(Stored entries)
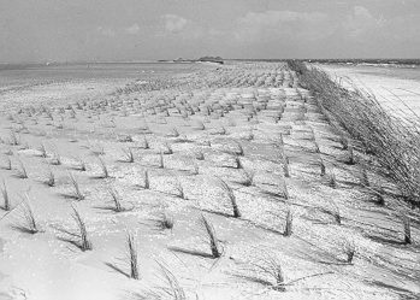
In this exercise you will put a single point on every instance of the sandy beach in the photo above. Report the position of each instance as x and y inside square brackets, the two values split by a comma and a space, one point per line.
[87, 162]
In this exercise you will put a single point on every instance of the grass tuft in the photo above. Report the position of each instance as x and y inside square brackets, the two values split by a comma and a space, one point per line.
[84, 243]
[133, 254]
[231, 196]
[7, 206]
[288, 228]
[77, 194]
[212, 238]
[407, 229]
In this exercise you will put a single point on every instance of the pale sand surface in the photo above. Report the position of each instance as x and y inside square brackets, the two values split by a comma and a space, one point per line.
[193, 109]
[395, 87]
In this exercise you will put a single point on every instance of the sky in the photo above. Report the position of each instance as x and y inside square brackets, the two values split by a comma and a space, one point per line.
[127, 30]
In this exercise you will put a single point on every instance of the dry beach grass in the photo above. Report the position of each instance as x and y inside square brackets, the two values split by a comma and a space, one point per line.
[242, 181]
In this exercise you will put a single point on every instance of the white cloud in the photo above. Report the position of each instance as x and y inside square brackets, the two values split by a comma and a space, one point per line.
[361, 21]
[105, 31]
[274, 25]
[174, 23]
[133, 29]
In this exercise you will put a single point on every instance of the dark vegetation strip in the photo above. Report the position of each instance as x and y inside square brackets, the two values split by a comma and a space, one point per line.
[393, 140]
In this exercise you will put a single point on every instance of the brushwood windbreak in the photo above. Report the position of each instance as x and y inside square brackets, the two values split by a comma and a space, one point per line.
[393, 140]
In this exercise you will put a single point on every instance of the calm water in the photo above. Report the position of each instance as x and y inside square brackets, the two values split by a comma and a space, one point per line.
[30, 74]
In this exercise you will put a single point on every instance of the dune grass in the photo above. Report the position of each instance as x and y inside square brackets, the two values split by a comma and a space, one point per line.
[212, 238]
[84, 242]
[394, 140]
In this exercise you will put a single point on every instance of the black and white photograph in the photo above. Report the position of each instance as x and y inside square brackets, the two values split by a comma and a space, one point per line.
[209, 149]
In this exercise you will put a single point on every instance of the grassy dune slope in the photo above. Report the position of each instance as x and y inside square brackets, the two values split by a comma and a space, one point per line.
[225, 182]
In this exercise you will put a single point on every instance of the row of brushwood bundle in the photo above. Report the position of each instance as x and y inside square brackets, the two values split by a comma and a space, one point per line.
[236, 181]
[393, 140]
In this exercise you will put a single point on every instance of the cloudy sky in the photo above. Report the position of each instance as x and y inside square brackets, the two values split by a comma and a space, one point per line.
[88, 30]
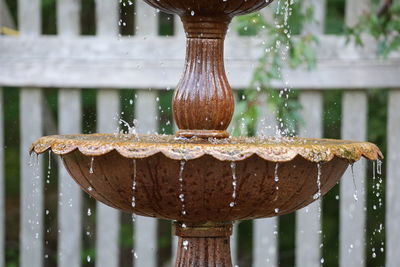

— What this task involves —
Your output should be exactly the lines of the records above from the one with "of the grassy" through the last, both ends included, with pictures excluded.

— Answer space —
In this exercise you will put a single point on every instance of the grassy dune slope in the photo above. Report the position of each instance as x and y inside square brackets, the two values split by a comma and a space, one point per line.
[225, 182]
In this exercise you will put a single point on every instance of the row of brushwood bundle in the photo above. Report the position of each instance as x and y inside square brackets, the two values split by a comma and a space, one point per line.
[236, 181]
[393, 140]
In this exercise you will put a single point on every instance of the cloudy sky in the photo above. Report the position of each instance as x and y inside square brackets, the two values split by a comma and a space, one point per line.
[88, 30]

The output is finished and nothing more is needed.